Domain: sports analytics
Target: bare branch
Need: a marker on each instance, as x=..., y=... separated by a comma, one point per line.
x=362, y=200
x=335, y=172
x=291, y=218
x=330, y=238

──────

Print every entry above again, line for line and without any changes.

Domain: sports analytics
Target: bare branch
Need: a marker on each instance, as x=..., y=... separated by a comma, one point per line.
x=362, y=200
x=335, y=172
x=291, y=218
x=330, y=238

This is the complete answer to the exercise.